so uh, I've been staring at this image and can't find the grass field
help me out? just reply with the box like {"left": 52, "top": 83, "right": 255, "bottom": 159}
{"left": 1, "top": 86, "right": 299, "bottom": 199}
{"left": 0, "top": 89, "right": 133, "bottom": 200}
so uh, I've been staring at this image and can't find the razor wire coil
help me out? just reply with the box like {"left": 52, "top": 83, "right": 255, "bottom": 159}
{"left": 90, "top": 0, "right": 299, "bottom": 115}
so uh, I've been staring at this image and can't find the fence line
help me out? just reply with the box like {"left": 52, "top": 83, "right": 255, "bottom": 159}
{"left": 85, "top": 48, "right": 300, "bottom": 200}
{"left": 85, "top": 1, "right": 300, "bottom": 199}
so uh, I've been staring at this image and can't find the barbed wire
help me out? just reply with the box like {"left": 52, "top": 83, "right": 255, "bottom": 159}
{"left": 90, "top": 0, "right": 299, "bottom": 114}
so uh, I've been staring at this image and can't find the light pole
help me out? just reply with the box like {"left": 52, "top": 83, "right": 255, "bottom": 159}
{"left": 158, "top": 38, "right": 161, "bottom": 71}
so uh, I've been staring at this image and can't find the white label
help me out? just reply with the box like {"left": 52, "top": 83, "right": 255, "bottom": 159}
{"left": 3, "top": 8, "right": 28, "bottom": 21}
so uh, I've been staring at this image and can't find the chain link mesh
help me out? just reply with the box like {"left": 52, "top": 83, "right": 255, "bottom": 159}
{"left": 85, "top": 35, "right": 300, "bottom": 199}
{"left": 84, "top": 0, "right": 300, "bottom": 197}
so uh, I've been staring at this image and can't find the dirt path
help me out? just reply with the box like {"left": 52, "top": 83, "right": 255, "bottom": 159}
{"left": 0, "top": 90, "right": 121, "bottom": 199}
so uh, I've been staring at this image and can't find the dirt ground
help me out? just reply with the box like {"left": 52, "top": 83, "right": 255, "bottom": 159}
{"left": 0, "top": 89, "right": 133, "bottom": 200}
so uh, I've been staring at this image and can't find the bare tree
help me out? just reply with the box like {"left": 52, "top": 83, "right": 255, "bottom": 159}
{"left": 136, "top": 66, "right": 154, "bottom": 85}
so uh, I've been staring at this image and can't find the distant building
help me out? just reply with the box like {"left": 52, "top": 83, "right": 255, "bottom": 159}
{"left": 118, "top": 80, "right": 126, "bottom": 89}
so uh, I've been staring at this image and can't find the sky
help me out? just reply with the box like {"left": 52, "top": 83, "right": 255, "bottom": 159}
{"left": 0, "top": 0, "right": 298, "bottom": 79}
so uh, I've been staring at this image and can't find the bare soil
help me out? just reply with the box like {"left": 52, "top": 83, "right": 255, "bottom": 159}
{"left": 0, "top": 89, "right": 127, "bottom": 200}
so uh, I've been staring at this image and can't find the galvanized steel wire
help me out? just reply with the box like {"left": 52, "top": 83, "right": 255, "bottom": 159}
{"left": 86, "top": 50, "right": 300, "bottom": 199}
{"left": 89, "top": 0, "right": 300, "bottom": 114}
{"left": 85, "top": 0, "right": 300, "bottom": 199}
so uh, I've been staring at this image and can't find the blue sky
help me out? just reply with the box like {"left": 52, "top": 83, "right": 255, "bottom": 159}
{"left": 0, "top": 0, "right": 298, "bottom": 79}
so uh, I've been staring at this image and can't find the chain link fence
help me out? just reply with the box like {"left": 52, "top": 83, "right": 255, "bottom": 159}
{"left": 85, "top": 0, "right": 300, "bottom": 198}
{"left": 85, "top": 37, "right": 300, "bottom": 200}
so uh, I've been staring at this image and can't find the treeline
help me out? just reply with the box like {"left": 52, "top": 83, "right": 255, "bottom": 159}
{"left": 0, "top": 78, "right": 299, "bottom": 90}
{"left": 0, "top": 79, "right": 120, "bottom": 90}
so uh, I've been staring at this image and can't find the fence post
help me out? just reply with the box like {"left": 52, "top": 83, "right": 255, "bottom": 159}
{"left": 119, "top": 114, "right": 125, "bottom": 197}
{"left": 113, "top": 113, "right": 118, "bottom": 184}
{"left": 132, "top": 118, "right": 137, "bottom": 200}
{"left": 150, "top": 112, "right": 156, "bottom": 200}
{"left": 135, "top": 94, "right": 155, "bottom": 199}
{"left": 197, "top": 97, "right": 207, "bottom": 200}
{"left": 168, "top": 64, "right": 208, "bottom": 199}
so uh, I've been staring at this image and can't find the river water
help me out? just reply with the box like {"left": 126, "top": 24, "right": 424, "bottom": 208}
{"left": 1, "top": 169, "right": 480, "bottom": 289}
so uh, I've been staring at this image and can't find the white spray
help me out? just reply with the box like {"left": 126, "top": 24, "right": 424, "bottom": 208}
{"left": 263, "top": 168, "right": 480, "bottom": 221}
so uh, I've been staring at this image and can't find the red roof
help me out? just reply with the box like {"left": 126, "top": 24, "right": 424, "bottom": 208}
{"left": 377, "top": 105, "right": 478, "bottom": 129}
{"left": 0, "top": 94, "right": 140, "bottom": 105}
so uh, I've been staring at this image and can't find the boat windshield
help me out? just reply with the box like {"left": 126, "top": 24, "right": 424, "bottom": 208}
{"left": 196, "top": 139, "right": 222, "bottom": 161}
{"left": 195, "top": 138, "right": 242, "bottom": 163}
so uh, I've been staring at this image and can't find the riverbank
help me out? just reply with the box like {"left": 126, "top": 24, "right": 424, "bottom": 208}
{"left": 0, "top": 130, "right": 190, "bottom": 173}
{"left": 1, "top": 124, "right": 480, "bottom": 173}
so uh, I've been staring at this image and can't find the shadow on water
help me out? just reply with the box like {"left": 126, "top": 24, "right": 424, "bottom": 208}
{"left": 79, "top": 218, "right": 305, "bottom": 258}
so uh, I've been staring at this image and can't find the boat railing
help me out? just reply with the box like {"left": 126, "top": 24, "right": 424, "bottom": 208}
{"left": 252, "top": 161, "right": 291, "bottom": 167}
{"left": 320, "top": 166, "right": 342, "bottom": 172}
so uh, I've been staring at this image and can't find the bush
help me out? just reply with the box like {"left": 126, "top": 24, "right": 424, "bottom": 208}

• _REQUIRED WORK_
Wherever the string "dirt" appears in the records above, copy the line it sits in.

• _ANSWER SECTION_
so uh, I've been staring at this image and can't find the dirt path
so uh, I've been staring at this image and can't find the dirt ground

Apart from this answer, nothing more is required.